NTSB Identification: CEN11FA259
14 CFR Part 91: General Aviation
Accident occurred Friday, April 01, 2011 in Boulder, CO
Probable Cause Approval Date: 05/03/2012
Injuries: 1 Fatal.

NTSB investigators either traveled in support of this investigation or conducted a significant amount of investigative work without any travel, and used data obtained from various sources to prepare this aircraft accident report.

Data obtained from an onboard tracking device depicted the glider maneuvering between 21,000 to 23,800 feet mean sea level (msl) before entering a spiral descent, which is consistent with a loss of control. Several eyewitnesses observed the glider descending in a steep spiral turn toward the ground. The glider collided with high voltage transmission wires and terrain in a sparsely wooded area. An examination of the wreckage did not reveal any preimpact anomalies with the glider. Testing of the glider’s oxygen bottle, regulator, and mask detected no anomalies that would have precluded normal operation of the oxygen system. A review of audio recordings revealed that the pilot’s radio transmissions did not have the muffled sounds normally associated with the use of an oxygen mask, suggesting that the pilot may not have been wearing the oxygen mask during a portion of the flight. According to Federal Aviation Administration guidance, on average, a pilot can operate at 22,000 feet msl for about 5 to 10 minutes before losing consciousness due to a lack of oxygen (hypoxia); the glider was above 22,000 feet msl for 13 minutes 36 seconds. Therefore, it is possible that the pilot became incapacitated due to hypoxia.

########

**EXERCISES TO COMPLETE:**
(a) According to the accident report, how long was the glider above 22,000 feet msl?
(b) Quote the accident report, starting at the words "NTSB Identification: CEN11FA259" and ending after the words "aircraft accident report.".
Nothing in the listing is needed here.

**RECORDS SUPPLIED:**
########

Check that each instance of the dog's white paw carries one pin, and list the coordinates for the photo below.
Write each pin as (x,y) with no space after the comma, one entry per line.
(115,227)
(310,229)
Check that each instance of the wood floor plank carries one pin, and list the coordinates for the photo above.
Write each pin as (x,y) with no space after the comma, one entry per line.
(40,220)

########

**SET OF ANSWERS:**
(a) 13 minutes 36 seconds

(b)
NTSB Identification: CEN11FA259
14 CFR Part 91: General Aviation
Accident occurred Friday, April 01, 2011 in Boulder, CO
Probable Cause Approval Date: 05/03/2012
Injuries: 1 Fatal.

NTSB investigators either traveled in support of this investigation or conducted a significant amount of investigative work without any travel, and used data obtained from various sources to prepare this aircraft accident report.